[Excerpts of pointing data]
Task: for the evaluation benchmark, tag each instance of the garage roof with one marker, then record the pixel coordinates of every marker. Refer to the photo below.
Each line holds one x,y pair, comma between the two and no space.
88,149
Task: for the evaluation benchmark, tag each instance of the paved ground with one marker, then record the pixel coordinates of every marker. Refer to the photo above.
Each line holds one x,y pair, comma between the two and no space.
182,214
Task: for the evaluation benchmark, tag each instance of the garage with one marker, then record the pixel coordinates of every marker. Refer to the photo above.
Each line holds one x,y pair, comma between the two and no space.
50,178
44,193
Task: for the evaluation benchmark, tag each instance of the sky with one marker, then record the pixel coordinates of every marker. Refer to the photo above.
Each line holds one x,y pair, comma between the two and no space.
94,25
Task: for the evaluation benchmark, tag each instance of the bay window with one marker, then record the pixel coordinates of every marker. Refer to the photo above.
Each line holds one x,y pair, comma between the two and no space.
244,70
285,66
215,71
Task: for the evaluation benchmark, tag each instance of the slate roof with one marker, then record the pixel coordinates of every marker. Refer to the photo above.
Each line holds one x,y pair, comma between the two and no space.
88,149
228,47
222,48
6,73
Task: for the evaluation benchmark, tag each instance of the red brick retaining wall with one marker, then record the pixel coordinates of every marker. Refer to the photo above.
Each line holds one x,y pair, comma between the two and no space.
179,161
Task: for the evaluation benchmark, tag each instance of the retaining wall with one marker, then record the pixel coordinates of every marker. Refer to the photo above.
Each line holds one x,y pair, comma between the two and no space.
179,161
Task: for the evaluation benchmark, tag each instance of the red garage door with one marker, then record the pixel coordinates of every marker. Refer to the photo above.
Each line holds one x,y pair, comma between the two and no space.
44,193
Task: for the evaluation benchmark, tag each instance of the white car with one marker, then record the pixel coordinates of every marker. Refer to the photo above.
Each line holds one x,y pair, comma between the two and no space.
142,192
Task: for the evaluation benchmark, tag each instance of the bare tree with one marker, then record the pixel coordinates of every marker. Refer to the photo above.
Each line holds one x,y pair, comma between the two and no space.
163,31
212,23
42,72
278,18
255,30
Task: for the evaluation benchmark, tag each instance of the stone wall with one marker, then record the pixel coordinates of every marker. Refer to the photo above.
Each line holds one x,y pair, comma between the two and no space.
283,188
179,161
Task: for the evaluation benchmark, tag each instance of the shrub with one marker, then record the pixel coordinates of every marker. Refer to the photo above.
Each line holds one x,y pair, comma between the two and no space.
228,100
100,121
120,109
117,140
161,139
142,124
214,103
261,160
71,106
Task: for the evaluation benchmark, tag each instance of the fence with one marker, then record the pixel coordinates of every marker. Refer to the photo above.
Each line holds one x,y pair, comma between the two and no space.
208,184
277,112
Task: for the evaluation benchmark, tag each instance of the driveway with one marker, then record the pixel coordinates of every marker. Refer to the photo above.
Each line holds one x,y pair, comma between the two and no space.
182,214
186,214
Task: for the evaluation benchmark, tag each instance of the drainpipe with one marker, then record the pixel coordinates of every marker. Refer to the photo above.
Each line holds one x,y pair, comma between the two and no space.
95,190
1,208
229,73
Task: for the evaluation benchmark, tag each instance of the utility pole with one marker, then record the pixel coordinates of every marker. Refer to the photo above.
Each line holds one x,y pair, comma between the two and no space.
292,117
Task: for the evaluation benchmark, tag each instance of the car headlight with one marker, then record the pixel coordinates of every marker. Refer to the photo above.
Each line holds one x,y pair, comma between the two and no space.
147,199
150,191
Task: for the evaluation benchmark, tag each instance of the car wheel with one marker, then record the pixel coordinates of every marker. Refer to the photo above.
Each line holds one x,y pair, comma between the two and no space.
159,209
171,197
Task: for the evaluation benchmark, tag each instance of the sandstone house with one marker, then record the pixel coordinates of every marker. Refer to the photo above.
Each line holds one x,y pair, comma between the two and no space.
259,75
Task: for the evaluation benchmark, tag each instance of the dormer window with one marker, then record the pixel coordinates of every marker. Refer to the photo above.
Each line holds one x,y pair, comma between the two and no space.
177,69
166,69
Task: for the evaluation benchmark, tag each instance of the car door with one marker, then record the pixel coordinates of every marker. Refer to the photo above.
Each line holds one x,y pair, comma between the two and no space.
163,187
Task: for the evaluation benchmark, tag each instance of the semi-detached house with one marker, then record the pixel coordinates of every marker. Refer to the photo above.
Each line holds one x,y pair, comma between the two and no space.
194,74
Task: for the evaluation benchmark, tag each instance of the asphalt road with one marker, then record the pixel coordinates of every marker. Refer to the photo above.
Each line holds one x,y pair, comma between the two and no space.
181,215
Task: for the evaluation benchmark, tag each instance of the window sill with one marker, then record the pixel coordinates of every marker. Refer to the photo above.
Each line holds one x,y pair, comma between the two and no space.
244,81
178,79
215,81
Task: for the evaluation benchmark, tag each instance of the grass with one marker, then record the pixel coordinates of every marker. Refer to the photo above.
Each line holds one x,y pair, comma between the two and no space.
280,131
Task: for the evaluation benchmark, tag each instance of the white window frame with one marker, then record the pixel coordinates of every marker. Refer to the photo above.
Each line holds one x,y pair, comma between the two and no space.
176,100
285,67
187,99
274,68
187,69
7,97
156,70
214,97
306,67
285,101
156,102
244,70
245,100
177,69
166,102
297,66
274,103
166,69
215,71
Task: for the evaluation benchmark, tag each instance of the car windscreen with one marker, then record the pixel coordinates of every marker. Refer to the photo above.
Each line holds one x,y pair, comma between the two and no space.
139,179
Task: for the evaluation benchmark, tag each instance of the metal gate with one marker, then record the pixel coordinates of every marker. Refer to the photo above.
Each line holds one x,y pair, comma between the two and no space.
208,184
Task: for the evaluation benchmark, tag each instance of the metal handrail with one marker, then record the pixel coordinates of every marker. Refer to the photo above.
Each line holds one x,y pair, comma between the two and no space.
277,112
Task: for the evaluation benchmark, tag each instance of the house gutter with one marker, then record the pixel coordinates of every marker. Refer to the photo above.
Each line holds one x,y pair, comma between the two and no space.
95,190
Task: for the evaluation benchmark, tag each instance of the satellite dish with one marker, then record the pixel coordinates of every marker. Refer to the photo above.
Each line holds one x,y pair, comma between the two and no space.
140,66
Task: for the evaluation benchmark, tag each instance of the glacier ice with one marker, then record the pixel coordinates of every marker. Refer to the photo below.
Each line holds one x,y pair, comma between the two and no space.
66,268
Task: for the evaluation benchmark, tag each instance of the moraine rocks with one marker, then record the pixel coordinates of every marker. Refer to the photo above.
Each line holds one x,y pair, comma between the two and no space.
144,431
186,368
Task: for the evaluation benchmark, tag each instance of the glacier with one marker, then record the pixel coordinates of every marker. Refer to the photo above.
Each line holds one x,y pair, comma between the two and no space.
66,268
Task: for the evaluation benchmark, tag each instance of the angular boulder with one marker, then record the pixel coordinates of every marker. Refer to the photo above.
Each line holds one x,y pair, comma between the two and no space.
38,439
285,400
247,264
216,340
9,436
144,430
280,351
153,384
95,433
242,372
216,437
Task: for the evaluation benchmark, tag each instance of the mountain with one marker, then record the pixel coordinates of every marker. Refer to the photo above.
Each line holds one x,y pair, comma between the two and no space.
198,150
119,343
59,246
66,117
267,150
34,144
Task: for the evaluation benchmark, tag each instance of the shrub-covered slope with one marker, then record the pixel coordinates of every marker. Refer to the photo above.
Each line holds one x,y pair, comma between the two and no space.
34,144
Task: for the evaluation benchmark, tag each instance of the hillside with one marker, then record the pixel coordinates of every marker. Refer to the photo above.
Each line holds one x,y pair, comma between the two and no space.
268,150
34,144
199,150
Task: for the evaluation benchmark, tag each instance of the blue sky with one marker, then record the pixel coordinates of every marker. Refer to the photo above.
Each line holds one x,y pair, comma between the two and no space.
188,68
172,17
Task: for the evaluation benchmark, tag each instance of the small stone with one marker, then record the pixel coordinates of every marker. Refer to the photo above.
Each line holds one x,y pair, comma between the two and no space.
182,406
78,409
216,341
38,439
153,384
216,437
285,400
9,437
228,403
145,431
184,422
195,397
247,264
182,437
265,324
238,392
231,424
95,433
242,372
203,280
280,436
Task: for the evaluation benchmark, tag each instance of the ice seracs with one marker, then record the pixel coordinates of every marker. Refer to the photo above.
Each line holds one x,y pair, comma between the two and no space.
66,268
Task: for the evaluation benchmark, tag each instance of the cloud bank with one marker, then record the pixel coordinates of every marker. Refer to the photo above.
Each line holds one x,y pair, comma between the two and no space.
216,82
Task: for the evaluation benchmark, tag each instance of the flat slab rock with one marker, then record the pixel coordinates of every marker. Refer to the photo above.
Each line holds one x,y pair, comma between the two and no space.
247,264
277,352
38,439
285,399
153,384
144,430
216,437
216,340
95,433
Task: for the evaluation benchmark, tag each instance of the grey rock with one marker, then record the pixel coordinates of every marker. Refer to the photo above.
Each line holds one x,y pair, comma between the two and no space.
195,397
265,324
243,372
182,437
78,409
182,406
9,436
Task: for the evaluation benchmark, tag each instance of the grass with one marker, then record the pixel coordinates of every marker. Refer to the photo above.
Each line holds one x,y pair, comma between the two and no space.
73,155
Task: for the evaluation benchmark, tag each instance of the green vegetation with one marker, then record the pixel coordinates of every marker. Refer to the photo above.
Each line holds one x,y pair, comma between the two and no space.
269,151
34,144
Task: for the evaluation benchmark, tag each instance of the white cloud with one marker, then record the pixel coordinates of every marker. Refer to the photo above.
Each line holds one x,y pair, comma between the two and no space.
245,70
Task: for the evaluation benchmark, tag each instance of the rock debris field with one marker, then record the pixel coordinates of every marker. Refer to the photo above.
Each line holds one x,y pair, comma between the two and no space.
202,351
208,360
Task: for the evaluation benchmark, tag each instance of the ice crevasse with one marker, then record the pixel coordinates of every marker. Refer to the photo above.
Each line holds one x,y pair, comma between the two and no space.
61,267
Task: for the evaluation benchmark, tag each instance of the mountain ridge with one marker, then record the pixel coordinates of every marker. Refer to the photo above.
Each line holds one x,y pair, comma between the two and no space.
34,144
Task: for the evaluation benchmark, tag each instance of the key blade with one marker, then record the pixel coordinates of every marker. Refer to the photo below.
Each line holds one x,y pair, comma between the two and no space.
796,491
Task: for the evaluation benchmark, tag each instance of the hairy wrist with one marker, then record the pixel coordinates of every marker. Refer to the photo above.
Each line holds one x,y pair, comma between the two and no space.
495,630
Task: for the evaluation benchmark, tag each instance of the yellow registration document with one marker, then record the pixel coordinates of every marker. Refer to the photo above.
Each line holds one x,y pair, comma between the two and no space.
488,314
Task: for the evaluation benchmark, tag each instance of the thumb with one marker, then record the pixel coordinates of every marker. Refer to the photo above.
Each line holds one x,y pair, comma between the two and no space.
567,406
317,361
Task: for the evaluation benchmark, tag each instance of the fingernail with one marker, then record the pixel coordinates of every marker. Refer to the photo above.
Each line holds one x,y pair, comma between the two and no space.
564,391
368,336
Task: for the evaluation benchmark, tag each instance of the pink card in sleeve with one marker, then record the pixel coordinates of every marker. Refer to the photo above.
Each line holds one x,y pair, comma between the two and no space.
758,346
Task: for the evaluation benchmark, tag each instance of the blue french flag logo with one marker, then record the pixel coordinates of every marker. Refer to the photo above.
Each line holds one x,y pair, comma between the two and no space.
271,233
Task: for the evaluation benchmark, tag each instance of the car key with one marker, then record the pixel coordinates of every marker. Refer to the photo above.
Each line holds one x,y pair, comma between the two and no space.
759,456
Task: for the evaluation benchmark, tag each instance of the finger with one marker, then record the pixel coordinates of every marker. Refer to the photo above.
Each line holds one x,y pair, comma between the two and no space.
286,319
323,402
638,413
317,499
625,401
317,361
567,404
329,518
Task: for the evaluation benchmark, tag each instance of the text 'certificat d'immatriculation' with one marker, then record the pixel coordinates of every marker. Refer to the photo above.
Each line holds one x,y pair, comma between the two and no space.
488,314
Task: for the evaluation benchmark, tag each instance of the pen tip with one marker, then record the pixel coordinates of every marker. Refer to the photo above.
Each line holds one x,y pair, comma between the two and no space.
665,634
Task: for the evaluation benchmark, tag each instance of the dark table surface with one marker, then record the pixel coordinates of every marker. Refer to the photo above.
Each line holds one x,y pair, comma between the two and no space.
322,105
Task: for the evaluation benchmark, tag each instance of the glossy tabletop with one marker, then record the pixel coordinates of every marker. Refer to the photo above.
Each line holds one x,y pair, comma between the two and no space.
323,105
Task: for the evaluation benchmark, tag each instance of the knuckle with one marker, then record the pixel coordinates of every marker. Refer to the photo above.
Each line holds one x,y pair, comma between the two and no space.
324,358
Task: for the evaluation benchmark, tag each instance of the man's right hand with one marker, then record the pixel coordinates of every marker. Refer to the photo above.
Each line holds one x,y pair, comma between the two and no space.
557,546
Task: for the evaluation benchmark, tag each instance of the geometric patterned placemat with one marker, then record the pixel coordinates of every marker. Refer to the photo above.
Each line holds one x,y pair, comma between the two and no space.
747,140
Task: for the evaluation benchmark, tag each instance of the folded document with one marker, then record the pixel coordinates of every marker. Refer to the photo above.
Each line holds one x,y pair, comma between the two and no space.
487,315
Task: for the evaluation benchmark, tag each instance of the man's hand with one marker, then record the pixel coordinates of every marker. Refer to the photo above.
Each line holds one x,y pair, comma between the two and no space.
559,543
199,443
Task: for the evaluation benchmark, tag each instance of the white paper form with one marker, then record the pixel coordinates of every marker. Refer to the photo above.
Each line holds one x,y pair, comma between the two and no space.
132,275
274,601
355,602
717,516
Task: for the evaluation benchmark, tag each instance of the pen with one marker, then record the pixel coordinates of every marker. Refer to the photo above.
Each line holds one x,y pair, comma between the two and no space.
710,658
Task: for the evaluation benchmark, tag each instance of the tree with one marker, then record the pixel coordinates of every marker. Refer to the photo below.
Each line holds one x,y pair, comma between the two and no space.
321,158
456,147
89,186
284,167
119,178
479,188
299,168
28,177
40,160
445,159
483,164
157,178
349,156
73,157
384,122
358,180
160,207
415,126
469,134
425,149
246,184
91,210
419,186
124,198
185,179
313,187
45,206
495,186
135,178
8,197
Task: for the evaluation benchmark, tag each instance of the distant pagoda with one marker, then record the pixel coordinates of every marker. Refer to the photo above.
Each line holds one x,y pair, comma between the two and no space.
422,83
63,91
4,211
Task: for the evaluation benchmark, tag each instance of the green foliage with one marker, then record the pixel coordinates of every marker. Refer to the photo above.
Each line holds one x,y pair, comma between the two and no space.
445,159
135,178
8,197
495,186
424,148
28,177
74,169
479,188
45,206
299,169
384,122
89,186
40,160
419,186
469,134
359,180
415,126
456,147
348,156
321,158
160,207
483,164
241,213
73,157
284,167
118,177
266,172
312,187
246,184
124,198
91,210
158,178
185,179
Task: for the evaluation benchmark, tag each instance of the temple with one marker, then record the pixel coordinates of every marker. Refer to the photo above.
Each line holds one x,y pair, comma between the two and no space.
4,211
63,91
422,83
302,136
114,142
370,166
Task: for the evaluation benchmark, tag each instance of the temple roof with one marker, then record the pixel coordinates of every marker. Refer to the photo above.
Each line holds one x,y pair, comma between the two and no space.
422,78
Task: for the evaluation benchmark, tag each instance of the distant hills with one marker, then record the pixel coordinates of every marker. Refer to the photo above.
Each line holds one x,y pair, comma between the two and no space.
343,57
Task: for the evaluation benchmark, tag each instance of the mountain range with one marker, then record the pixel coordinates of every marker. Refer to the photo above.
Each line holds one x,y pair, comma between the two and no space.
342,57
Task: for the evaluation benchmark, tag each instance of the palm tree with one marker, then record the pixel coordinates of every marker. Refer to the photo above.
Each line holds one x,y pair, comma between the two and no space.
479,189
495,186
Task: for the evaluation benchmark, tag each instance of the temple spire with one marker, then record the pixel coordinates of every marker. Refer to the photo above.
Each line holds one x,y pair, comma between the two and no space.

* _Aim of the task_: Retype only the lines running from the line with "the mountain range" to the end of the listing, including both of those lines.

* _Response for this exercise_:
Task: for the evaluation benchmark, tag each instance of the mountain range with one marker, then record the pixel coordinates of every marker. Refer to the photo above.
Each line holds one x,y pair, comma between the two and no space.
342,57
Task: for the evaluation benchmark, tag each instance of the palm tree with one marker, then record the pixel coordinates of every marker. Refer to the photo above.
Each line holds one x,y pair, comma between the two and no space.
479,189
495,186
Task: for the evaluation benchmark, tag each instance of the temple spire with one marker, then record the pixel coordinates of every marker. Refer to the photo above.
Each line holds one x,y pair, comma between the two and no space.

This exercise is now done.